What you have to do: The data below is to be set down exactly.

Dataset:
»»
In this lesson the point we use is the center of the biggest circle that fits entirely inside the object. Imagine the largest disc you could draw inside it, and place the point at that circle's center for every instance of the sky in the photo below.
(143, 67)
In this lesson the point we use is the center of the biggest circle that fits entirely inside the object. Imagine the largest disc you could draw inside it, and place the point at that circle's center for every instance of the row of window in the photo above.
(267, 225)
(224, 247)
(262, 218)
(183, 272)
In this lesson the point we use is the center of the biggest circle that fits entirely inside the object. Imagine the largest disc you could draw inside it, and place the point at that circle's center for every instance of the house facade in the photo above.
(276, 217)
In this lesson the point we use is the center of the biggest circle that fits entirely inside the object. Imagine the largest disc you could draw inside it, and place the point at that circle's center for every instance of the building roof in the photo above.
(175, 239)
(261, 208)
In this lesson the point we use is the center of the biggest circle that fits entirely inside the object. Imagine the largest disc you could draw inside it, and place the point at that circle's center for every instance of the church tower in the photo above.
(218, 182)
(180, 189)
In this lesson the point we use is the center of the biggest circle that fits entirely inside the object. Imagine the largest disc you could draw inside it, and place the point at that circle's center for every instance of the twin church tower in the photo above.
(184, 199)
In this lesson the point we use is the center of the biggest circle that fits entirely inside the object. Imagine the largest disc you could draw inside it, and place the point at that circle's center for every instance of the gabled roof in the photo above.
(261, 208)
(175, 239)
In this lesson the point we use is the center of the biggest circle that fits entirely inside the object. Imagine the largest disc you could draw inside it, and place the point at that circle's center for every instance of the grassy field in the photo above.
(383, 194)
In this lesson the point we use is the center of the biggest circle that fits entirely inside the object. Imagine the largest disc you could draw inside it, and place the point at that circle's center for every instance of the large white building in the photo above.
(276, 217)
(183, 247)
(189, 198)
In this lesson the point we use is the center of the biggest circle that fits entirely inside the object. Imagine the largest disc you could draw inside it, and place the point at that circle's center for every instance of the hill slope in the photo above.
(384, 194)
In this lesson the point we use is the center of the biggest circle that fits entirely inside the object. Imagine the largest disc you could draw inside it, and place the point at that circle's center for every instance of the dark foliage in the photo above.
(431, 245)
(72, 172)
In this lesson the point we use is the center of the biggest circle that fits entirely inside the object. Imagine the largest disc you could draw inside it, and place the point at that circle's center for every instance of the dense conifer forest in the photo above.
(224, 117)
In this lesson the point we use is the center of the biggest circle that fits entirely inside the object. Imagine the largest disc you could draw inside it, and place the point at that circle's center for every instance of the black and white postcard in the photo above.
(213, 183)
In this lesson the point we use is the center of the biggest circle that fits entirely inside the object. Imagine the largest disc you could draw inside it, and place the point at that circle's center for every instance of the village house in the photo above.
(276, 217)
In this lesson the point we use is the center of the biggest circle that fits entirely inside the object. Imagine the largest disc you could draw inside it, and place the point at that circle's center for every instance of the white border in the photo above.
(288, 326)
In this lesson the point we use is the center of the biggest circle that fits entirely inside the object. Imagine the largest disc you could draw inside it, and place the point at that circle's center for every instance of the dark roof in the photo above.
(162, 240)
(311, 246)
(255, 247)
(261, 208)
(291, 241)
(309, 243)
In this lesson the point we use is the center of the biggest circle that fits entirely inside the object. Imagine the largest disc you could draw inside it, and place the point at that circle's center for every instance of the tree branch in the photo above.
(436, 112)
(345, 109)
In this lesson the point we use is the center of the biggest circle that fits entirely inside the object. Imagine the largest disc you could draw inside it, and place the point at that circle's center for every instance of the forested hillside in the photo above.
««
Task result:
In this lesson the point we use is the center of the biggest circle that fits entirely inside the object. Imagine the largest disc you could draw inside it, and place the point at that circle's center for every instance of the sky in the photo below.
(143, 67)
In this lesson the point we use is the center of the biggest circle that fits entirely inside the object. Imagine the largest disc you could draw inside it, and place the point at that circle's center for every instance of the row of window in the photo above.
(267, 225)
(224, 247)
(262, 218)
(183, 272)
In this lesson the point we use is the center of the biggest circle that fits entirely inside the object. Imagine the largest disc you could draw inside it, and place the point at that circle's center for every instance of the house facade in the photo above.
(276, 217)
In this lesson the point we use is the center of the biggest circle that fits entirely inside the object. Imagine the largest disc you could draw inside it, and place the point at that circle's center for every instance of the building roof in the photo above.
(175, 239)
(261, 208)
In this lesson the point we use is the center of the biggest circle that fits entirely inside the object. Imagine the largest disc you could draw inside it, and place the point at that circle's center for every instance of the church tower in the photo above.
(218, 182)
(180, 189)
In this lesson the point we use is the center of the biggest circle that fits entirely inside the object. Imagine the largest disc you could draw inside it, and place the point at that circle's center for every instance of the twin church tower in the photo above.
(184, 199)
In this lesson the point we use is the center of the biggest circle that fits entirely inside the object. Imagine the largest disc you could draw inside it, and place the point at that circle's center for every instance of the gabled roof in the photo above.
(261, 208)
(175, 239)
In this lesson the point we use is the center of the biggest circle that fits entirely inside the object. Imagine the largest disc you could draw inside it, and place the point at that circle's center for every instance of the grassy field in the photo above.
(383, 194)
In this lesson the point we use is the center of the biggest circle that fits entirely inside the object. Imagine the largest disc you could draw inside it, and place the point at that circle's center for every instance of the large white building in the photo above.
(276, 217)
(183, 247)
(189, 198)
In this lesson the point we use is the center of the biggest circle that fits entirely inside the object. Imagine the largest disc you could draw inside it, and place the point at that circle's center for every instance of the hill slope in the photo above.
(384, 194)
In this lesson the point we use is the center of the biggest circle that fits entirely inside the object. Imagine the largest disc you could draw inside it, and place the point at that circle's center for every instance of the dark foliage in the photo above.
(431, 245)
(72, 172)
In this lesson the point we use is the center of the biggest circle that fits entirely inside the object. Imagine the largest disc you could draw inside it, and place the point at that circle's center for every instance of the dense conifer forest in the photo above.
(224, 117)
In this lesson the point we use is the center of the biggest circle that fits entirely inside the object. Imagine the largest disc you could draw inside it, and place the point at that circle's center for every instance of the black and white postcard in the photo above.
(213, 183)
In this lesson the point we use is the center of the biggest circle that fits entirely inside the object. Imagine the largest disc you could draw inside it, and place the point at that circle's center for every instance of the village house in the photo above.
(276, 217)
In this lesson the point we use is the center of the biggest circle that fits entirely inside the object. Imagine the largest disc you could draw inside it, and place the point at that circle's center for every instance of the white border in the photo above.
(288, 326)
In this lesson the point we use is the center of the biggest circle that fits entirely inside the object. Imagine the largest disc you could draw inside it, and place the point at that circle's center for every instance of the dark roof in the photo above.
(162, 240)
(311, 246)
(255, 247)
(261, 208)
(291, 241)
(309, 243)
In this lesson the point we use is the center of the biggest circle that fits entirely inside the object. Imagine the largest disc you could draw inside it, and place the point at that circle's center for every instance of the tree branch in the photo above.
(436, 112)
(345, 109)
In this lesson the point we use is the center of the biggest circle that fits entirely inside the object. Imagine the largest disc you could draw inside it, and place the point at that circle's center for every instance of the forested hillside in the photo above.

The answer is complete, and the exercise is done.